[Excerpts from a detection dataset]
/---
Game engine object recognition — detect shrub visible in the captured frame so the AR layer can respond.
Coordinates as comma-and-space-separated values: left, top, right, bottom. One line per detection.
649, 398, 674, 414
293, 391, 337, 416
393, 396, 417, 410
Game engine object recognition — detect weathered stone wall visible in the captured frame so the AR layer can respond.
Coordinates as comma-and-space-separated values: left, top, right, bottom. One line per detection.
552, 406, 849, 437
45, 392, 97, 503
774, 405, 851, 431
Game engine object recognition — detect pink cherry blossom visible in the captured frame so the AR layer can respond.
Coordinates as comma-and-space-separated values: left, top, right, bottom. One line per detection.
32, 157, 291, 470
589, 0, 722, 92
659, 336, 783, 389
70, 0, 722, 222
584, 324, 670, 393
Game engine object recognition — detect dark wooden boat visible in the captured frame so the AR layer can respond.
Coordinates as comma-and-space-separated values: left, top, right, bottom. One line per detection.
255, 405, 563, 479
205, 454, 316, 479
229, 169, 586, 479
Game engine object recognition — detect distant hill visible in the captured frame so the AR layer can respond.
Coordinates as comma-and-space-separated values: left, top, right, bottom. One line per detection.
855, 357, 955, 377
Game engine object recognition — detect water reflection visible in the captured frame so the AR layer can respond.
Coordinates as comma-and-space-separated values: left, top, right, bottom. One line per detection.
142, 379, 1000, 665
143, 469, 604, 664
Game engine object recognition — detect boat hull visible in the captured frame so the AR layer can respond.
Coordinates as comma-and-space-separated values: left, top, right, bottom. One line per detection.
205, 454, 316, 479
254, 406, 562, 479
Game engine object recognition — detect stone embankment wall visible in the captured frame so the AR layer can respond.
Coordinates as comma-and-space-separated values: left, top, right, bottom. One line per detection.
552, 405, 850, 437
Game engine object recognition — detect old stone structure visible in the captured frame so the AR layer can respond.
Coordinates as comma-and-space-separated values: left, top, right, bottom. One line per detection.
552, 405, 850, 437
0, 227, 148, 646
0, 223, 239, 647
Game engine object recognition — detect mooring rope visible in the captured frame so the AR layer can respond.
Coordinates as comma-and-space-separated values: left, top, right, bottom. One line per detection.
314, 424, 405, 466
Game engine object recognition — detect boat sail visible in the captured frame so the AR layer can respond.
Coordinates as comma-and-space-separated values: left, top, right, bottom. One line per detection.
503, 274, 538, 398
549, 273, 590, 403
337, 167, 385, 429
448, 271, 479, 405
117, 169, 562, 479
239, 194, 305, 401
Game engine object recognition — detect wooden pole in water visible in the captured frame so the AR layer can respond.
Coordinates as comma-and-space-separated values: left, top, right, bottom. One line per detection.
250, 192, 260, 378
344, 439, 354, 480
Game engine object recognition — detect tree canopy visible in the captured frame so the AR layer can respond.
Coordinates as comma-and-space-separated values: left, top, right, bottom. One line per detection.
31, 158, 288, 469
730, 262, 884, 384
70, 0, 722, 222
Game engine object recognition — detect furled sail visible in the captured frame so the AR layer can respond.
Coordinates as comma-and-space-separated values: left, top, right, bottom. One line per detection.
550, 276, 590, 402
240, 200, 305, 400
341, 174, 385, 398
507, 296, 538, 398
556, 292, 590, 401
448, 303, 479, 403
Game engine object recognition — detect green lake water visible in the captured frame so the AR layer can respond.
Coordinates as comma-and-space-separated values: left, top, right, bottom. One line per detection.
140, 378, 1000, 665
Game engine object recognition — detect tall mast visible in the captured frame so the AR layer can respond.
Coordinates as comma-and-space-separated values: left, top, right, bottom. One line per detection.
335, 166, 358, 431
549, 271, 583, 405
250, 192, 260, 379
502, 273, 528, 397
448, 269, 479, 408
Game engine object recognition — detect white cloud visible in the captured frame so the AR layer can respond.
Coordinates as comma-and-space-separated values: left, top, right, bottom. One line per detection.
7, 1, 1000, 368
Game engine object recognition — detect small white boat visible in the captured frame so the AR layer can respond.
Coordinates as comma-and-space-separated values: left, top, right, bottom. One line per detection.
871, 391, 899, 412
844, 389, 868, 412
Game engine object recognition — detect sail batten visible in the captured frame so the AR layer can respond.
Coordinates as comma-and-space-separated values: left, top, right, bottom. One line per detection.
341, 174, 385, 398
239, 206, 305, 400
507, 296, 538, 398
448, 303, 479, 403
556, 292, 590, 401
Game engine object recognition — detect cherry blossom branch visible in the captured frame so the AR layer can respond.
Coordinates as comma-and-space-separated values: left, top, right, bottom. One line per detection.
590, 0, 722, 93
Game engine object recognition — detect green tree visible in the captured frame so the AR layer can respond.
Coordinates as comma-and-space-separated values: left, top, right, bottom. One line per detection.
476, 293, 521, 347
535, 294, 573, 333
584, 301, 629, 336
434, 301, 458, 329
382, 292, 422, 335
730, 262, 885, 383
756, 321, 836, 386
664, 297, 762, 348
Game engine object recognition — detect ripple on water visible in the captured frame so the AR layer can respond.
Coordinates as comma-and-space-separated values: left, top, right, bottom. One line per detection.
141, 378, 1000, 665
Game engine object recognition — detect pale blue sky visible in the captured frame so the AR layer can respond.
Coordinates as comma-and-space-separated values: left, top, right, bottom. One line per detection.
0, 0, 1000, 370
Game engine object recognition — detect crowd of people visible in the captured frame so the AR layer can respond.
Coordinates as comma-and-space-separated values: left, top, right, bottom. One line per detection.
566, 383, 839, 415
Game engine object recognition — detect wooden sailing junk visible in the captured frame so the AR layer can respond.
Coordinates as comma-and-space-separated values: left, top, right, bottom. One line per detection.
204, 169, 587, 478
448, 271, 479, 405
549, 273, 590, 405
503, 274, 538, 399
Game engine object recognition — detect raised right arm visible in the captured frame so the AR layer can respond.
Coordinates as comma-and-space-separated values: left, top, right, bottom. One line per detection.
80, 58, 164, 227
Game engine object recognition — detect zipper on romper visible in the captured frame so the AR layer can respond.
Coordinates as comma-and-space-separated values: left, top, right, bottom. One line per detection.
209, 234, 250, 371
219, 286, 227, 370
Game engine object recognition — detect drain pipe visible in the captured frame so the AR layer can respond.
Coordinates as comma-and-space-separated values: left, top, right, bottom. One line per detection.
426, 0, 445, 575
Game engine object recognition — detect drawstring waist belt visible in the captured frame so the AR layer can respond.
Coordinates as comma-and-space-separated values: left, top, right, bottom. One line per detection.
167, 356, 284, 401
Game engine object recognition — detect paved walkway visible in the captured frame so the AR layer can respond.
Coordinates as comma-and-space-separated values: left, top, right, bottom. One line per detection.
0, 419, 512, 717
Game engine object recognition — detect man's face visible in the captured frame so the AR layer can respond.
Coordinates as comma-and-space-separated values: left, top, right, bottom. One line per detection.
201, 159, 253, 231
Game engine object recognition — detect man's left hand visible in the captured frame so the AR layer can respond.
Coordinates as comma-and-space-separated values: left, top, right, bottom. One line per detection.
\---
◆ Your objective: Edit all of the data above so that "AR layer" becomes "game overlay", keeping every other line and word the same.

◆ Task solution:
Game engine object recognition — detect shrub visible in the captured frame so the game overlay can respond.
Coordinates as comma-and-space-separated values: left, top, right, bottom. One line per detection.
649, 398, 674, 414
293, 391, 337, 416
393, 396, 417, 410
Game engine object recognition — detect weathered stone wall visible in the captured frame so the game overlay can respond.
Coordinates as comma-and-space-separated values: left, top, right, bottom. One line per detection.
552, 406, 849, 437
45, 392, 97, 503
774, 405, 851, 431
Game engine object recognition — detect pink cherry blossom visible in the captured frame so the game overlay can respond.
Coordinates as comma-and-space-separated values: left, top, right, bottom. One line per detection.
32, 157, 291, 470
589, 0, 722, 92
659, 336, 783, 389
70, 0, 722, 222
584, 324, 670, 393
Game engine object recognition — detect dark wooden boat visible in the captured frame so the game overlay can respond.
Coordinates as comma-and-space-separated values: left, top, right, bottom. One line per detection.
255, 405, 563, 479
205, 454, 316, 479
229, 169, 586, 479
Game engine object recognition — detect distant hill visible in the captured frame so the game overlay can respond.
Coordinates as comma-and-space-separated values: left, top, right, bottom. One line per detection.
855, 357, 955, 377
Game engine object recognition — detect water reflection visible in the captured frame so the game overlay can respond.
Coordinates as comma-and-space-separated values: left, top, right, bottom. One line per detection.
142, 379, 1000, 665
143, 469, 604, 664
Game engine object recognition — detect boat hull visible in the captured frame so the game overlay can respond.
Coordinates as comma-and-space-separated values: left, top, right, bottom. One line per detection.
205, 454, 316, 479
254, 406, 562, 479
Game engine object recognition — detect stone embankment wall visible in the captured frame so the game overlay can respond.
Coordinates as comma-and-space-separated values: left, top, right, bottom. One line per detection.
552, 405, 850, 437
Game engine object recognition — detect old stone structure visible in the captured frame so the game overlay can respond.
Coordinates as comma-and-space-separated values: left, top, right, bottom. One line per detection.
552, 405, 850, 437
0, 227, 148, 646
0, 223, 239, 647
Game engine object recognition — detect mooring rope visible in the captured frame so the game overlay can respond.
Coordinates as comma-and-space-separated values: left, top, right, bottom. One line per detection.
314, 424, 405, 466
Game engine object recognition — detect boat sail visible in the captured frame so the game overlay can respond.
Coordinates as comma-and-space-separated values: left, top, right, bottom. One line per detection.
503, 274, 538, 398
549, 273, 590, 403
337, 167, 385, 429
448, 271, 479, 405
117, 169, 562, 479
239, 194, 305, 401
Game engine object recognition — detect wooden pole in water visible in the captured frame so the game overlay can respond.
Coordinates as comma-and-space-separated values: left, top, right, bottom. One line per detection.
250, 192, 260, 378
344, 439, 354, 480
Game engine object recognition — detect tree canopy visible in the captured frame so the game overlay can respond.
Coordinates as comma-and-space-separated values: left, top, right, bottom. One line per detection.
31, 158, 288, 469
730, 262, 884, 384
70, 0, 722, 222
Game engine object recognition — detect furled sail visible in the captured frame so the game overlay can respond.
Coordinates as comma-and-space-separated values: left, top, right, bottom. One line per detection.
550, 276, 590, 402
240, 200, 305, 400
341, 174, 385, 398
507, 296, 538, 398
556, 292, 590, 401
448, 303, 479, 403
Game engine object recognition — detect green lake water visible in the captured frame so the game overlay can respond.
Coordinates as comma-and-space-separated values: left, top, right, bottom. One line per detection.
140, 378, 1000, 665
Game engine object recognition — detect tall mast visible in the captured frame so the game overlay can respond.
Coordinates as comma-and-space-separated values: left, top, right, bottom. One line per detection.
335, 166, 358, 431
549, 271, 583, 405
250, 192, 260, 379
502, 273, 528, 397
448, 269, 479, 408
Game engine object recognition — detect white cloud visible in the captured frame so the game overlay can respond.
Coordinates as comma-and-space-separated values: left, top, right, bottom. One line per detection.
7, 1, 1000, 368
Game engine object recognition — detect small white boat visible in the captured frame so the game overlay can respond.
Coordinates as comma-and-space-separated values: left, top, right, bottom. One line per detection.
871, 391, 899, 412
844, 389, 868, 412
Game engine object recognition — detect sail batten visible in the captured frame so the game overlay can respond.
Coordinates as comma-and-space-separated values: left, top, right, bottom. One line per detection.
341, 174, 385, 398
239, 206, 305, 400
507, 296, 538, 398
448, 303, 479, 403
556, 292, 590, 401
Game engine object recognition — detect cherry blossom branch visible in the captured frame so the game overlay can respond.
Coordinates as comma-and-space-separated values: left, top, right, bottom. One line per detection.
590, 0, 722, 93
Game engine object recognition — detect green tree visible in the captured frame so the game overlay can respond.
Coordinates as comma-and-space-separated values: left, top, right, bottom. One line per detection.
476, 293, 521, 347
535, 294, 573, 333
584, 301, 629, 336
434, 301, 458, 329
382, 292, 422, 335
730, 262, 885, 383
756, 321, 836, 386
664, 297, 762, 348
Game engine object recognition — detect ripple on water visible in the captured frame so the game overlay can respond.
Coordinates as comma-and-space-separated values: left, top, right, bottom. One line per detection.
141, 378, 1000, 665
Game engine object recognition — detect pale blue sky visible in the captured frame so the game overlay can respond.
Coordinates as comma-and-space-separated values: left, top, right, bottom. One line per detection.
0, 0, 1000, 370
Game engine object recognition — detect crowd of people visible in the captured frame so the game overlay can respond.
Coordinates as comma-and-space-separated values: left, top, right, bottom. One line per detection.
566, 383, 839, 415
Game engine object recognition — detect wooden sailing junk visible in the captured frame so the game overlay can respond.
Coordinates as comma-and-space-separated values: left, top, right, bottom. One line per detection.
204, 169, 587, 478
448, 271, 479, 405
549, 273, 590, 405
503, 274, 538, 399
Game engine object recognition — detect raised right arm visible in the captured frame so the game overlay can respond.
Coordinates as comma-and-space-separated values: left, top, right, bottom. One line per detection.
80, 58, 164, 227
Game engine object recognition — detect zipper on romper visible in the captured frame so the game overlay can respond.
Coordinates as comma-and-space-separated values: left, top, right, bottom. One line per detection.
209, 234, 250, 371
219, 286, 227, 370
Game engine object recognition — detect drain pipe visible in the captured frame so the game overlay can respond.
Coordinates as comma-and-space-separated values: left, top, right, bottom. One line per detection.
426, 0, 445, 575
Game engine object recognition — detect drawstring waist belt visible in the captured frame so the game overlay can respond.
Coordinates as comma-and-space-separated values: left, top, right, bottom. One line per detection.
167, 356, 284, 401
Game engine object recognition — detect paved walkway visible in the captured frame so the game overlay can respond.
Coordinates as comma-and-space-separated values: left, top, right, bottom. One line per detection.
0, 419, 512, 717
Game engine object recognition — detect man's face visible in the captured frame so the game overlay can respond.
Coordinates as comma-and-space-separated values: left, top, right, bottom. One line per detection.
201, 159, 253, 231
Game engine object recognition — detect man's left hand visible in the captured frame so the game overlay can respond.
Coordinates as comma-and-space-separated values: left, top, right, bottom. One line per detection.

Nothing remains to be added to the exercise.